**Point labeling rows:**
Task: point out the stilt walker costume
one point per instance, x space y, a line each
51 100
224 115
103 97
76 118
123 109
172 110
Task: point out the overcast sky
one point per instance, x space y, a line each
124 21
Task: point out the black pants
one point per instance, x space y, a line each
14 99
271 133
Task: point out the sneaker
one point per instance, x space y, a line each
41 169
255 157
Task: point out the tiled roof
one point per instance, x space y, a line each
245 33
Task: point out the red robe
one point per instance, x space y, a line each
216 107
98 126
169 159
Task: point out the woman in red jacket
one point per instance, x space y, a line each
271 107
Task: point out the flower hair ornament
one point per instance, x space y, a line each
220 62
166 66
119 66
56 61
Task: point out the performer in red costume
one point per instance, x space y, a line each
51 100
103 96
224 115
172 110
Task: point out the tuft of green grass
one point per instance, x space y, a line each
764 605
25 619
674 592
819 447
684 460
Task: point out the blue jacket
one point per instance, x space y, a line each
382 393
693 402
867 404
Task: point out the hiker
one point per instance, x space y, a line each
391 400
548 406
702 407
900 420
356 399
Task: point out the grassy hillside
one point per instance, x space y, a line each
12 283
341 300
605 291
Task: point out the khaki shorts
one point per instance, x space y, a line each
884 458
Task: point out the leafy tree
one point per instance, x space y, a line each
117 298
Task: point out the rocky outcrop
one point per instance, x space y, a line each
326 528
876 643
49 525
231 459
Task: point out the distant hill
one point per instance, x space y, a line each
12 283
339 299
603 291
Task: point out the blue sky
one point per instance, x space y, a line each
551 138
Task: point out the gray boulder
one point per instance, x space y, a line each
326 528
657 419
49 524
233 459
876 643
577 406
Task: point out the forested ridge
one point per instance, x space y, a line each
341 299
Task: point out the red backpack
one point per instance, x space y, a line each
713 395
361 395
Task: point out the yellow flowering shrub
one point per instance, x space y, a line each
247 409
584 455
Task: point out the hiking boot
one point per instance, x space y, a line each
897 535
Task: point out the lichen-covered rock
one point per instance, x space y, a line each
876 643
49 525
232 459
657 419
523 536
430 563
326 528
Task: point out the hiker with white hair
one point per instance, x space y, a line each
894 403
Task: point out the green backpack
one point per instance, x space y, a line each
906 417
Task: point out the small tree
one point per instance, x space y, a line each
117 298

**What needs to be done:** Update the part of the rows that opens with the line containing "Task: point out the small tree" and closes at the end of the rows by replacing "small tree" with "young tree". Leave everything else unchanged, and reproduce only those lines.

**Expected answer:**
Task: point out the young tree
one point per instance, x space y, a line each
117 298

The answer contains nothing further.